====== MATERIAL SUPPLIED

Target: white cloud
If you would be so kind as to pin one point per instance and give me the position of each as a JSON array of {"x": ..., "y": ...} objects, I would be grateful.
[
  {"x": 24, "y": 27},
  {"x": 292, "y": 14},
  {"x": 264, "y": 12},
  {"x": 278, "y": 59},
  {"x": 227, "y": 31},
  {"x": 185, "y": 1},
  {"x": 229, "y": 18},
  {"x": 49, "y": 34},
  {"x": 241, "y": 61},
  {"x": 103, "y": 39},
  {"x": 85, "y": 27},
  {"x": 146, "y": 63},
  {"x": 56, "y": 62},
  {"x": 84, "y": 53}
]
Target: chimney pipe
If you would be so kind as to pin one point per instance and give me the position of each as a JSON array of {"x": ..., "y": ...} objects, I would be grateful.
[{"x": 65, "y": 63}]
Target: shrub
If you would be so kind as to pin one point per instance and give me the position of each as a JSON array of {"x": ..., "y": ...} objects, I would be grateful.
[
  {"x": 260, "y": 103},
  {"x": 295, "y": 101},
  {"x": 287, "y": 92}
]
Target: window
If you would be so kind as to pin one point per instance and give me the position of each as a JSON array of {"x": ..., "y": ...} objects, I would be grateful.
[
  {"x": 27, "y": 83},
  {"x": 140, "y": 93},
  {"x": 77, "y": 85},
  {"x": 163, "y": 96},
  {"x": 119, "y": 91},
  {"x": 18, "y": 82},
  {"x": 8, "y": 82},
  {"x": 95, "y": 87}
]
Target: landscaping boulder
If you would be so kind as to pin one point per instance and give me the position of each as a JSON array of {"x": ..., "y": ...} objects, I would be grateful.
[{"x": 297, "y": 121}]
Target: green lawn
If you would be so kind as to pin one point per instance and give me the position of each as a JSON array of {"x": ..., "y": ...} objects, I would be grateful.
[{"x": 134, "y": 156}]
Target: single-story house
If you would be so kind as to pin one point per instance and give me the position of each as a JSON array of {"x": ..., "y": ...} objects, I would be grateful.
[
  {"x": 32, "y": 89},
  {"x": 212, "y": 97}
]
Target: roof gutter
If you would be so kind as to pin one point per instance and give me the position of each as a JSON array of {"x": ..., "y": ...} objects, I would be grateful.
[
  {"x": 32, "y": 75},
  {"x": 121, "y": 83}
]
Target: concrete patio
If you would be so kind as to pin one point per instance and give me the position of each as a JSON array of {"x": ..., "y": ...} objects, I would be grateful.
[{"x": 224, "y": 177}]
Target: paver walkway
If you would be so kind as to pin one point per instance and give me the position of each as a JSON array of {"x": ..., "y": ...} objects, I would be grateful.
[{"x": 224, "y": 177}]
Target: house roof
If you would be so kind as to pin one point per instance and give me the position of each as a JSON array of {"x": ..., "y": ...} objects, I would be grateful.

============

◆ STATED GOAL ◆
Return the lines above exactly, keeping every word.

◆ FULL ANSWER ◆
Target: white cloud
If you would be so kind as to pin one point per instance and give me the position of each as a JSON array of {"x": ..., "y": ...} objects, I would be grateful.
[
  {"x": 24, "y": 27},
  {"x": 292, "y": 14},
  {"x": 264, "y": 12},
  {"x": 278, "y": 59},
  {"x": 227, "y": 31},
  {"x": 185, "y": 1},
  {"x": 229, "y": 18},
  {"x": 49, "y": 34},
  {"x": 241, "y": 61},
  {"x": 103, "y": 39},
  {"x": 85, "y": 27},
  {"x": 146, "y": 63},
  {"x": 56, "y": 62},
  {"x": 84, "y": 53}
]
Target: chimney pipe
If you would be so kind as to pin one point per instance and give me the position of each as a JSON array of {"x": ..., "y": ...} objects, I would be grateful.
[{"x": 65, "y": 63}]
Target: shrub
If you would be so kind as to pin one point per instance and give me the position of each as a JSON array of {"x": ..., "y": ...} objects, I would be grateful.
[
  {"x": 260, "y": 103},
  {"x": 295, "y": 101},
  {"x": 287, "y": 92}
]
Target: window
If you would be so kind as to pin one point per instance and give me the position of each as a JSON array of {"x": ..., "y": ...} objects, I would be grateful.
[
  {"x": 27, "y": 83},
  {"x": 140, "y": 93},
  {"x": 77, "y": 85},
  {"x": 163, "y": 96},
  {"x": 119, "y": 91},
  {"x": 18, "y": 82},
  {"x": 8, "y": 82},
  {"x": 95, "y": 87}
]
Target: landscaping boulder
If you would be so kind as to pin one point per instance and give me the position of each as a JSON array of {"x": ..., "y": ...} objects, I would be grateful.
[{"x": 297, "y": 121}]
Target: green lawn
If you would be so kind as to pin one point per instance and give me the position of each as a JSON array of {"x": ..., "y": ...} objects, I would be grateful.
[{"x": 134, "y": 156}]
Target: single-story house
If you would be so kind as to pin one point per instance and give me the position of each as a JSON array of {"x": ..., "y": ...} objects, I would be grateful.
[
  {"x": 32, "y": 89},
  {"x": 212, "y": 97}
]
Target: roof gutter
If you would be so kind as to pin one point per instance and give me the position of each as a JSON array of {"x": ..., "y": ...} objects, I would be grateful.
[
  {"x": 32, "y": 75},
  {"x": 121, "y": 83}
]
Target: concrete patio
If you would be so kind as to pin one point per instance and give me the position of each as a JSON array of {"x": ..., "y": ...} objects, I would be grateful.
[{"x": 224, "y": 177}]
Target: paver walkway
If you would be so kind as to pin one point per instance and give me the position of each as a JSON array of {"x": ..., "y": ...} objects, I would be grateful.
[{"x": 224, "y": 177}]
Target: house roof
If you would be so kind as to pin one point per instance and give me the position of each as a JSON array of {"x": ..., "y": ...} objects, I would be grateful.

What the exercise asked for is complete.